### READING TEXT
▶

Inspiration
Many people have high volumes of emails in their inbox, potentially containing personally identifiable information (SSN, bank account numbers, credit card info, etc.), but will never actually go through them to find and manage all risky information. If somehow an email breach occurs, any information in inboxes could be susceptible to compromises.
What it does
Our vision was to create a program that scans for all potentially risky information, and tags them with a custom label for you to filter by and easily find in the Gmail website.
How we built it
Gmail login through Google Oauth2 for authentication. Gmail API to read emails and create labels to tag emails. Email ID's to scan are placed in a queue, which are then first scanned through pattern matching of common PII keywords, then if matched ran through a local instance of Ollama to verify if there is actual PII information or only the mention of keywords. Once identified as risky, it is tagged with a custom Gmail labal, "gmailscan" that the user may login to the Gmail website and find all tagged mail through searching "label:gmailscan". All processed emails are saved in a Sqlite DB for easy lightweight implementation.

◀

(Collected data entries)
▶

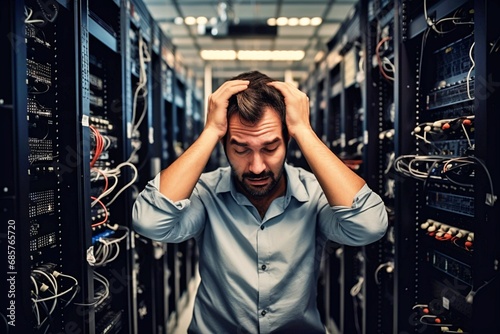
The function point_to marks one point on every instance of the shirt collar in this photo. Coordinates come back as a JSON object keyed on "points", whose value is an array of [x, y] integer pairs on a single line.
{"points": [[295, 186]]}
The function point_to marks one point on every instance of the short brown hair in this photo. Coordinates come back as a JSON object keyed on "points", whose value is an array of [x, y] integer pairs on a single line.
{"points": [[249, 104]]}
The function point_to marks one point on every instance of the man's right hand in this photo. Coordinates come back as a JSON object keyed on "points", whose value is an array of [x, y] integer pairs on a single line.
{"points": [[218, 102]]}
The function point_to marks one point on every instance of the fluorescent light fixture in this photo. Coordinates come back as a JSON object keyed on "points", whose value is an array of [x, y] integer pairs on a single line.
{"points": [[316, 21], [218, 54], [201, 20], [282, 21], [304, 21], [190, 20], [257, 55], [293, 21], [271, 21]]}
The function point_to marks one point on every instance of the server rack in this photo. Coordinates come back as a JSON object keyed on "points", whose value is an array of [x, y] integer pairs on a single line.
{"points": [[82, 140], [445, 56], [379, 85]]}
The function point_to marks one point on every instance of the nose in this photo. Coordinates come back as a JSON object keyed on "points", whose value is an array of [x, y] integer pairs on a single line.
{"points": [[256, 164]]}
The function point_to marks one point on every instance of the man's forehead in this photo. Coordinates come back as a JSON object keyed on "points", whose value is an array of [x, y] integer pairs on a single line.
{"points": [[269, 125]]}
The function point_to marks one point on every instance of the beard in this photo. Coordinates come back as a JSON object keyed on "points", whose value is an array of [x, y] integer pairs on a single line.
{"points": [[258, 191]]}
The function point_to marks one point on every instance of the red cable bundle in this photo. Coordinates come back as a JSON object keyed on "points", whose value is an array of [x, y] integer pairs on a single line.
{"points": [[99, 145]]}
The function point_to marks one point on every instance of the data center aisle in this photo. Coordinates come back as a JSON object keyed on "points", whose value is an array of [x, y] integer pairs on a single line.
{"points": [[186, 314]]}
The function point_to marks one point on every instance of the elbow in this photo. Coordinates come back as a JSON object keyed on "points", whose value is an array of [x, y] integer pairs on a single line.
{"points": [[377, 229]]}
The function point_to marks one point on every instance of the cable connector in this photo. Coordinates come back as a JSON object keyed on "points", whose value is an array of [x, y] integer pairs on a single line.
{"points": [[44, 287], [490, 199]]}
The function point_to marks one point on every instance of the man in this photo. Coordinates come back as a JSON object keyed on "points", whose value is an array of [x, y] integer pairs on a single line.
{"points": [[260, 223]]}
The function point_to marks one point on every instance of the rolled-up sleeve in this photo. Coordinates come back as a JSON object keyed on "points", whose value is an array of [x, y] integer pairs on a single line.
{"points": [[361, 224], [157, 217]]}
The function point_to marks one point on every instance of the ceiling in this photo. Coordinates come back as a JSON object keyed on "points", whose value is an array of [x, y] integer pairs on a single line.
{"points": [[248, 13]]}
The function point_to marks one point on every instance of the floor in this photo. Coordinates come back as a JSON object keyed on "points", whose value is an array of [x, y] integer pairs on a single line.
{"points": [[185, 315]]}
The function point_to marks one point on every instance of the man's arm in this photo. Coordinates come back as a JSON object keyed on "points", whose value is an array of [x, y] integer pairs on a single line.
{"points": [[178, 180], [339, 183]]}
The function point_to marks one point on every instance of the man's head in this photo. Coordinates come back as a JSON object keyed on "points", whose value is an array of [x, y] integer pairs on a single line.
{"points": [[257, 136]]}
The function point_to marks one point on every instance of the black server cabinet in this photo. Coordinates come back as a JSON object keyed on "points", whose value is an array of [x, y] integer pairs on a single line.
{"points": [[44, 203], [110, 167], [444, 157], [379, 83]]}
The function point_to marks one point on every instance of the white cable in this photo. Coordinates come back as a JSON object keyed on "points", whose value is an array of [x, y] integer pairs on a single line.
{"points": [[357, 287], [136, 173]]}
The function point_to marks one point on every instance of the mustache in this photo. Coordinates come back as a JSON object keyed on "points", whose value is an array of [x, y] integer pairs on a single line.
{"points": [[258, 176]]}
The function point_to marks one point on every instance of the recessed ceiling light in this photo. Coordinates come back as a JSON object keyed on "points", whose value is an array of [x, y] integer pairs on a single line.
{"points": [[316, 21], [201, 20], [271, 21], [190, 20], [282, 21], [304, 21], [293, 21], [218, 54]]}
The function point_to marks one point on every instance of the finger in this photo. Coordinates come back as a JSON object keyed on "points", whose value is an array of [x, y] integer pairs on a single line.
{"points": [[286, 88]]}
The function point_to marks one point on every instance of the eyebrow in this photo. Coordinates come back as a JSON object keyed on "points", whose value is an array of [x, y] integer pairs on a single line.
{"points": [[267, 143]]}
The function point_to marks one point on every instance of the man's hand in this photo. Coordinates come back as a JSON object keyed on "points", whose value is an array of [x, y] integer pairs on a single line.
{"points": [[218, 102], [297, 107]]}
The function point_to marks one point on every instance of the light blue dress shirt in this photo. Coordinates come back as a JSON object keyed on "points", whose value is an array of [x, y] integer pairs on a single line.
{"points": [[258, 275]]}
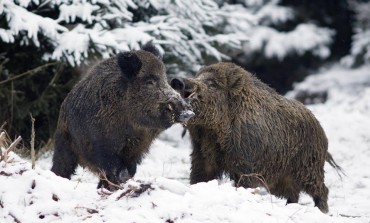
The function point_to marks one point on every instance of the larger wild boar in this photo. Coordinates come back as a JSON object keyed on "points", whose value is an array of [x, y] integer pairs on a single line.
{"points": [[244, 128]]}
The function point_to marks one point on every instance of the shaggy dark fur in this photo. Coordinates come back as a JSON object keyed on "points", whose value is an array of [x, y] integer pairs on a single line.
{"points": [[110, 118], [243, 127]]}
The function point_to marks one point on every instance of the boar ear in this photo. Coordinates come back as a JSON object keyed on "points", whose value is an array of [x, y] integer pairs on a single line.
{"points": [[149, 47], [129, 63], [236, 82]]}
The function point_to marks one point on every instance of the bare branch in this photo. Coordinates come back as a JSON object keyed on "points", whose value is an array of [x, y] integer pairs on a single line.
{"points": [[33, 142]]}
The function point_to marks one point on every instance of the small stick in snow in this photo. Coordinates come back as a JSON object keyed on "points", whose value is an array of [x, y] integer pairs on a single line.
{"points": [[103, 177], [15, 218], [259, 177], [6, 151], [33, 142]]}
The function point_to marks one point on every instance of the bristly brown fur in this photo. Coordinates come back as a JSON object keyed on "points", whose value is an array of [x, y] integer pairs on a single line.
{"points": [[110, 118], [242, 126]]}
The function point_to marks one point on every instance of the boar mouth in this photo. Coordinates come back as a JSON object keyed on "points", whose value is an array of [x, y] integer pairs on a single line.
{"points": [[182, 86], [188, 93]]}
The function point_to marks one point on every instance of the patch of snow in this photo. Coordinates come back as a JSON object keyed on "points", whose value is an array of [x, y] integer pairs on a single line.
{"points": [[160, 191]]}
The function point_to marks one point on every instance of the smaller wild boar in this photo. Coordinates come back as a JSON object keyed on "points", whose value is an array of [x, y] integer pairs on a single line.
{"points": [[110, 118]]}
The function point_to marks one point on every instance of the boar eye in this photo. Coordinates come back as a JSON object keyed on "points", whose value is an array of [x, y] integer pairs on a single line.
{"points": [[151, 80], [212, 84]]}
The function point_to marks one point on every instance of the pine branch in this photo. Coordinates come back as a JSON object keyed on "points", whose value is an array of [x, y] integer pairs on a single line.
{"points": [[30, 72]]}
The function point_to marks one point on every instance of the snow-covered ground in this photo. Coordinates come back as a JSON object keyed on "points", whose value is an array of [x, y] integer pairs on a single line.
{"points": [[28, 195]]}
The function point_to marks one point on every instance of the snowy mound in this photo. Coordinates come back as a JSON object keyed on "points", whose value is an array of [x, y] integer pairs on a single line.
{"points": [[160, 192], [38, 195]]}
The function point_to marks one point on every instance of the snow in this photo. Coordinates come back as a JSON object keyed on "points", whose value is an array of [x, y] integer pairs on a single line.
{"points": [[166, 196], [303, 39]]}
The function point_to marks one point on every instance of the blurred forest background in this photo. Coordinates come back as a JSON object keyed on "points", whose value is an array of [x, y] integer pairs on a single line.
{"points": [[47, 45]]}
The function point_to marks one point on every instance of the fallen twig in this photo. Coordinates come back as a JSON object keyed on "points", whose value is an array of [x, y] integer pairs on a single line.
{"points": [[33, 159]]}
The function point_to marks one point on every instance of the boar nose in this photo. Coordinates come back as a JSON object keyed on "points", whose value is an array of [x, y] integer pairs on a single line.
{"points": [[185, 115], [178, 84]]}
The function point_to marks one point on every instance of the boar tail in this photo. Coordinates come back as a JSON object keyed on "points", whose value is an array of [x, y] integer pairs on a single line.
{"points": [[330, 160]]}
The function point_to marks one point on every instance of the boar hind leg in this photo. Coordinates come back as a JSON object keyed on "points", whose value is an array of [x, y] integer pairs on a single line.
{"points": [[65, 160], [319, 192], [110, 166], [320, 197]]}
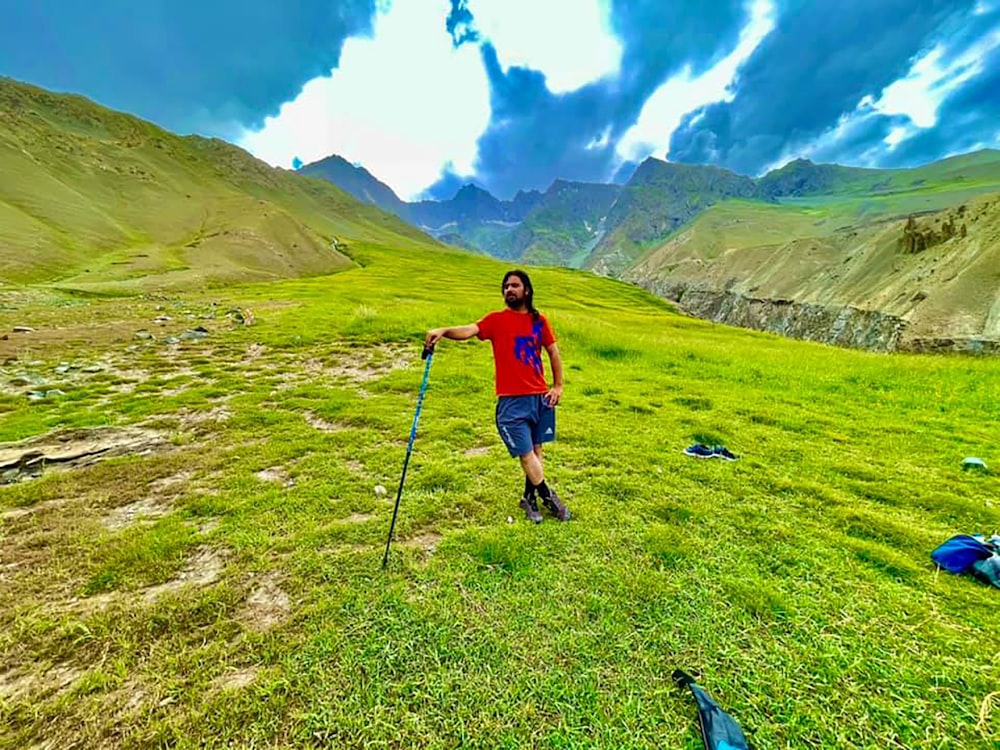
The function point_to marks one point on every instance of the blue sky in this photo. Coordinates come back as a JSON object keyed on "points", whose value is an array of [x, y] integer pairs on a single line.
{"points": [[512, 94]]}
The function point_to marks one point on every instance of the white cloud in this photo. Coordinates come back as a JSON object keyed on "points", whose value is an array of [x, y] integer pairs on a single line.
{"points": [[404, 103], [919, 94], [917, 97], [570, 41], [663, 111]]}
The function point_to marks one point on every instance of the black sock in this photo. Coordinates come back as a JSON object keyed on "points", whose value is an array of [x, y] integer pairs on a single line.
{"points": [[543, 490], [529, 488]]}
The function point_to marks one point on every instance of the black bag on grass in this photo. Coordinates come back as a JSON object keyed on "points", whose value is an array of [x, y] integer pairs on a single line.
{"points": [[718, 729]]}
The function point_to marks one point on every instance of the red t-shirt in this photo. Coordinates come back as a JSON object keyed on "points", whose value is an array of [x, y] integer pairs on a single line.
{"points": [[517, 340]]}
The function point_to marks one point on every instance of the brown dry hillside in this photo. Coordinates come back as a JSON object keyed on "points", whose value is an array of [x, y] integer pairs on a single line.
{"points": [[929, 281], [91, 197]]}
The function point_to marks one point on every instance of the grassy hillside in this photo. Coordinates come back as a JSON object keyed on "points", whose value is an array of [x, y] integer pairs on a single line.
{"points": [[92, 197], [803, 178], [658, 199], [565, 225], [221, 586]]}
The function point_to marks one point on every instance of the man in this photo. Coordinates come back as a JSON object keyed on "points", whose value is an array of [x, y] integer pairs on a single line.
{"points": [[525, 413]]}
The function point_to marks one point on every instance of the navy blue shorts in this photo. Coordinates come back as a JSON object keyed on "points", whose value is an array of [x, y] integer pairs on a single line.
{"points": [[524, 422]]}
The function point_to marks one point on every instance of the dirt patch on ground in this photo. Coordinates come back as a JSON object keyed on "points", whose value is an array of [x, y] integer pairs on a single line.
{"points": [[268, 605], [362, 365], [203, 568], [236, 679], [164, 492], [78, 447], [147, 509], [427, 541], [208, 525], [15, 684], [322, 425], [275, 474], [216, 415]]}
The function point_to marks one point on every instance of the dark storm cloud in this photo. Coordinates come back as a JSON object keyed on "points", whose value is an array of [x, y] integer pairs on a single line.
{"points": [[815, 67], [460, 24], [209, 67], [536, 136]]}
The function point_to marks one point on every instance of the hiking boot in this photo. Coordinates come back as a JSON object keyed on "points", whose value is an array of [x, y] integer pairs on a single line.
{"points": [[530, 508], [699, 451], [555, 506]]}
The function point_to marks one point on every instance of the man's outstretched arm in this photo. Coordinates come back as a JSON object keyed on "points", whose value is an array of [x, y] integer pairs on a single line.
{"points": [[456, 333]]}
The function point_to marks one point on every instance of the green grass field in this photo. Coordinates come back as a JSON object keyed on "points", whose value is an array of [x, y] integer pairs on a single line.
{"points": [[224, 590]]}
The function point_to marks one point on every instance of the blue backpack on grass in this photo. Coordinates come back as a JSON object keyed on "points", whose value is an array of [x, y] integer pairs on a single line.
{"points": [[967, 554]]}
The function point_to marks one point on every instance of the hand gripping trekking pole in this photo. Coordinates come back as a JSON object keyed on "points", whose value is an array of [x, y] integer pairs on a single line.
{"points": [[428, 355]]}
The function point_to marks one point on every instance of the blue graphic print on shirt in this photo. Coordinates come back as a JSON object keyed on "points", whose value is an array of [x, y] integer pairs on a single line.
{"points": [[528, 349]]}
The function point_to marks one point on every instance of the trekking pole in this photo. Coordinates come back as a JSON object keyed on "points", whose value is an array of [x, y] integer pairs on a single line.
{"points": [[428, 355]]}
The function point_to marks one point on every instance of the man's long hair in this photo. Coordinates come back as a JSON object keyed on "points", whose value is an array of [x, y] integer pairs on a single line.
{"points": [[529, 290]]}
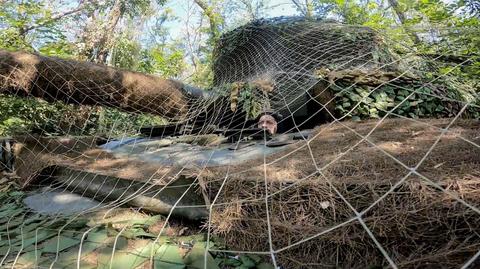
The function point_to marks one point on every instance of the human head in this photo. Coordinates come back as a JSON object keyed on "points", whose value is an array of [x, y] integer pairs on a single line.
{"points": [[268, 123]]}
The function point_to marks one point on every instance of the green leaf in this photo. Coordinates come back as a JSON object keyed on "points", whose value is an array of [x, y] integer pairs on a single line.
{"points": [[247, 262], [168, 256]]}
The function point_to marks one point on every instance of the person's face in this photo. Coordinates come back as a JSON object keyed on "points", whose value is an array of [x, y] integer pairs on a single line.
{"points": [[268, 123]]}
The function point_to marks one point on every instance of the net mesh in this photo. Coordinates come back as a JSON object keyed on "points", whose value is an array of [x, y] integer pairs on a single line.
{"points": [[207, 189]]}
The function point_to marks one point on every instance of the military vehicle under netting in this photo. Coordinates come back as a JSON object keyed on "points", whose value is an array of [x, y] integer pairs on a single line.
{"points": [[359, 174]]}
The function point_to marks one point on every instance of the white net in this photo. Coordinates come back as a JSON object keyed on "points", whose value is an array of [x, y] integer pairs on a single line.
{"points": [[375, 163]]}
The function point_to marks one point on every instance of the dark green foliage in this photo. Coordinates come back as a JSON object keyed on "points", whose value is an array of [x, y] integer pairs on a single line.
{"points": [[410, 100], [30, 115]]}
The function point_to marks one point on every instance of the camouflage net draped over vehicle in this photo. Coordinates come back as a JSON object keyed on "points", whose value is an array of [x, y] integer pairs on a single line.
{"points": [[391, 179]]}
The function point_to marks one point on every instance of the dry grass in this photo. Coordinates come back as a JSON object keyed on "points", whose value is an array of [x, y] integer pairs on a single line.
{"points": [[417, 224], [311, 186]]}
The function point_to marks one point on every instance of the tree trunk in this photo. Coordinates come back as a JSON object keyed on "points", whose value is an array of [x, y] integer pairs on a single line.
{"points": [[69, 81], [104, 43], [403, 20]]}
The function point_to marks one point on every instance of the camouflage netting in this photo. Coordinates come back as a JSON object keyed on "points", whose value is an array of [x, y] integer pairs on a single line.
{"points": [[392, 191], [295, 67]]}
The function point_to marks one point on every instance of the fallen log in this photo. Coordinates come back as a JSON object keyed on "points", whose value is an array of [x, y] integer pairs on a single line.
{"points": [[175, 198], [83, 83]]}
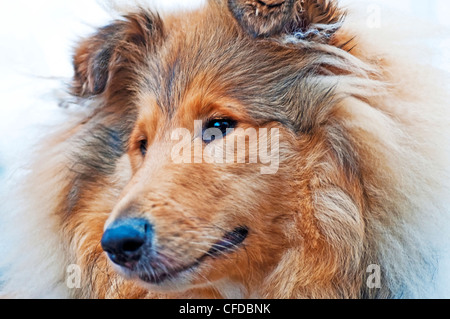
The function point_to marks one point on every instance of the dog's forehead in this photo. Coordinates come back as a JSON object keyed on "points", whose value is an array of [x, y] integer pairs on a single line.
{"points": [[208, 57]]}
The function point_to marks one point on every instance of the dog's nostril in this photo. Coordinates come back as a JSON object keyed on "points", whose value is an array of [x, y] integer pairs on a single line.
{"points": [[132, 245], [124, 240]]}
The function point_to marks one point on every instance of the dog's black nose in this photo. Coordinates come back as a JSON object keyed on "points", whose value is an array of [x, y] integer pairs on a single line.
{"points": [[125, 239]]}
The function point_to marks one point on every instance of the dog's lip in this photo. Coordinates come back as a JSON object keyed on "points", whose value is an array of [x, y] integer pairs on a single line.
{"points": [[230, 242]]}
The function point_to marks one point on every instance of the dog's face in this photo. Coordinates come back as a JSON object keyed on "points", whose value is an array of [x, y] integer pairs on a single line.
{"points": [[200, 207]]}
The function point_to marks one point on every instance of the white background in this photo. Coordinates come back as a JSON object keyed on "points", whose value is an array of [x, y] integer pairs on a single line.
{"points": [[36, 43]]}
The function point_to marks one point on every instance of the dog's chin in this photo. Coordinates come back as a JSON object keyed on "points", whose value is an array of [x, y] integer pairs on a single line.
{"points": [[181, 278]]}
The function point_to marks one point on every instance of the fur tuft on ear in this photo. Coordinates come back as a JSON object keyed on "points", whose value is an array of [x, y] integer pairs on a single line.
{"points": [[112, 47], [307, 19]]}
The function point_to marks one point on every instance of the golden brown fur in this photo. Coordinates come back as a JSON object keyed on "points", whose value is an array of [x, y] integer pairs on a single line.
{"points": [[362, 161]]}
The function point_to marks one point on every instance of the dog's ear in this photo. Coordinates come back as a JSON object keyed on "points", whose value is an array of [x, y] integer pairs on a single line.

◀

### TASK 1
Translate this sentence from the project description into French: "If somehow an email breach occurs, any information in inboxes could be susceptible to compromises."
### TASK 2
Edit the stretch of the project description from "How we built" through "easy lightweight implementation.", replacing "queue" with "list".
### TASK 3
Pick up the project description where it stops and continue it.

### RESULT 1
Si une violation de messagerie survient d'une manière ou d'une autre, toute information contenue dans les boîtes de réception pourrait être exposée à des compromissions.

### RESULT 2
How we built it
Gmail login through Google Oauth2 for authentication. Gmail API to read emails and create labels to tag emails. Email ID's to scan are placed in a list, which are then first scanned through pattern matching of common PII keywords, then if matched ran through a local instance of Ollama to verify if there is actual PII information or only the mention of keywords. Once identified as risky, it is tagged with a custom Gmail labal, "gmailscan" that the user may login to the Gmail website and find all tagged mail through searching "label:gmailscan". All processed emails are saved in a Sqlite DB for easy lightweight implementation.

### RESULT 3
Challenges we ran into
The main bottleneck is the throughput of Ollama when mail content is passed through them. Initially, everything was ran through ollama, but we implemented a per-scanner that looks for PII keywords, and if matched will run the email contents through ollama. Ollama was also prompt engineered to handle small email context windows with a structured json output in attempts of faster throughput.
Accomplishments that we're proud of
Finishing our first hackathon and creating a product that I can actually use.
What we learned
Integrating Gmail API to use with local LLM models. Creating visually appealing web-based dashboards with Next.js. Sqlite DB integration.
What's next for GmailScan
Being able to have higher detection accuracy, including multimodal attachments processing (.pdf, .docx, .jpg, etc.), even higher throughput for text-based inputs for LLM processing (currently averaging around 10s per input).